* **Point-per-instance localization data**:

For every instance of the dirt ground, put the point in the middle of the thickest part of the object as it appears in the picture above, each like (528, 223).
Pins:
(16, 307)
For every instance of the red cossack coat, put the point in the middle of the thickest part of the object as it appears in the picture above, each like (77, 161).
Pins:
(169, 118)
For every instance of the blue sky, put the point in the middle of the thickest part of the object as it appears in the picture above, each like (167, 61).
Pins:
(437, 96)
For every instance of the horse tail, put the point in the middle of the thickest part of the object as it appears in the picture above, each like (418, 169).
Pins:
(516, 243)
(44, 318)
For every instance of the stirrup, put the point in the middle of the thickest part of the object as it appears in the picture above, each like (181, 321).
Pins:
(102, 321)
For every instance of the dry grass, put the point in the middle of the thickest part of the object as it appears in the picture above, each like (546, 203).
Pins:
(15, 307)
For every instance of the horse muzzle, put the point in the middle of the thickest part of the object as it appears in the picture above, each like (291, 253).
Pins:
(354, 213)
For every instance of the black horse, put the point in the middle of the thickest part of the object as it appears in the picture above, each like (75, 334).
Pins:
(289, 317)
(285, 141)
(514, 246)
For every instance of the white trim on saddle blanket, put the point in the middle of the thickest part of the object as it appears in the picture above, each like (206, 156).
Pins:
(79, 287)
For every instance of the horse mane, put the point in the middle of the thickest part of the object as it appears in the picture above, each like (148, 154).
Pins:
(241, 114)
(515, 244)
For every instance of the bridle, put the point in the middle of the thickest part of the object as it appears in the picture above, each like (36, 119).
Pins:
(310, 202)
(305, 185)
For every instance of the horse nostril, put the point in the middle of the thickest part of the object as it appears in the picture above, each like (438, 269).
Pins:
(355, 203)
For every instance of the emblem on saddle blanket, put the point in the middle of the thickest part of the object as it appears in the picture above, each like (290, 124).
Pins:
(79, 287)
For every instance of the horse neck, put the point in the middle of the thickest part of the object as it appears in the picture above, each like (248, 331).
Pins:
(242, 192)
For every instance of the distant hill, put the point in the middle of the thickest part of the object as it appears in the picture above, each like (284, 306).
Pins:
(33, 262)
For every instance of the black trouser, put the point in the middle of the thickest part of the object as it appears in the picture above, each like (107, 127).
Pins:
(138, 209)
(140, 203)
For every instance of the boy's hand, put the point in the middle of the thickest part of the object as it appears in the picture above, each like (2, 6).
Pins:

* **Prompt**:
Only the lines from the one containing "For every instance of the bridle, put" through the end of the records above belong in the output, each exactly as it stands, both ends included.

* **Written answer**:
For every instance of the bridle, put the point in the middle of the thickest part of the object as it appears in the picture above, each like (36, 119).
Pins:
(310, 202)
(305, 185)
For every instance of the horse nostril, put the point in the middle of the thickest part of the object as it appears in the picture above, each like (438, 269).
Pins:
(355, 203)
For every instance of the emblem on saddle blanket, put the point in the middle of the thickest part of the object as it appears in the picture above, each like (290, 124).
Pins:
(79, 287)
For every instance of the horse neck, put the point in the middle of the thickest part of the object as it appears in the picture above, each like (248, 331).
Pins:
(242, 192)
For every instance of the distant hill, put the point in the middle of the thickest part of the object as it appears in the picture above, each like (284, 306).
Pins:
(33, 262)
For every instance of the black trouser, put the point in the middle of the thickest part of the object as it appears in the picture above, each like (107, 127).
Pins:
(138, 209)
(140, 203)
For every instance of the boy's hand, put the point in the middle of the thickest part of the object as it appears in the picture above, each like (2, 6).
Pins:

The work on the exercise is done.